▶ **Activity**
Which lines make up the answer? Those from the line with "If you could point at the bare" through the end of the data; reproduce them exactly.

▶ **Stored items from a collection**
▼

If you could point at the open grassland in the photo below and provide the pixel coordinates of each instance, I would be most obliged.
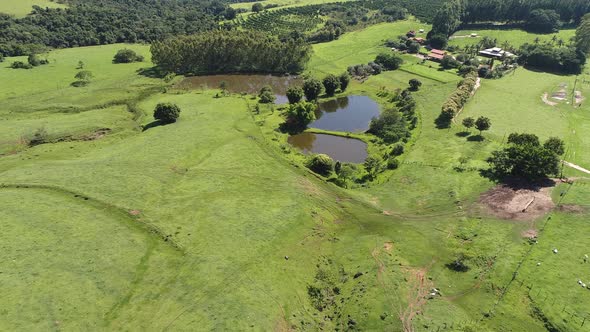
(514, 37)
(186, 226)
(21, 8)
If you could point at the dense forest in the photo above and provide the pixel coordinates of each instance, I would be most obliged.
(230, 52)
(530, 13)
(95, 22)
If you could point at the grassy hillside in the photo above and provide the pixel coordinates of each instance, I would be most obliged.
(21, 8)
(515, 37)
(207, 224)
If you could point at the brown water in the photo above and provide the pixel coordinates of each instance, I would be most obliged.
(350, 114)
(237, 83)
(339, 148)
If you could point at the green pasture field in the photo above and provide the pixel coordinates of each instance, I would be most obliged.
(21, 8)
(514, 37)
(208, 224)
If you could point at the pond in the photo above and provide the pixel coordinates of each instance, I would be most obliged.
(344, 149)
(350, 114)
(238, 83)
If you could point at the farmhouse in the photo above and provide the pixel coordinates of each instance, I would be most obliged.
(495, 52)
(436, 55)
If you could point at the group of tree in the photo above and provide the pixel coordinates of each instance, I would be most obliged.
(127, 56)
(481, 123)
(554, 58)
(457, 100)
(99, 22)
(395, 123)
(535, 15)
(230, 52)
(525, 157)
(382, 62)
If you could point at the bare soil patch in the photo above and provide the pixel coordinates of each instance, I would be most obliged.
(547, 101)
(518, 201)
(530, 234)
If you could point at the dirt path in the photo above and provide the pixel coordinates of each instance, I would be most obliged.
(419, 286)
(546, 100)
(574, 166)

▲

▶ **Task solution**
If you could point at the bare soil patch in the photo above and provide the pixel coordinates of each instance, I would be most obliged.
(547, 101)
(518, 201)
(530, 234)
If you could point at the dirt path in the photo above and provide the pixel coordinates of each instance, I would be most obliged.
(419, 286)
(546, 100)
(574, 166)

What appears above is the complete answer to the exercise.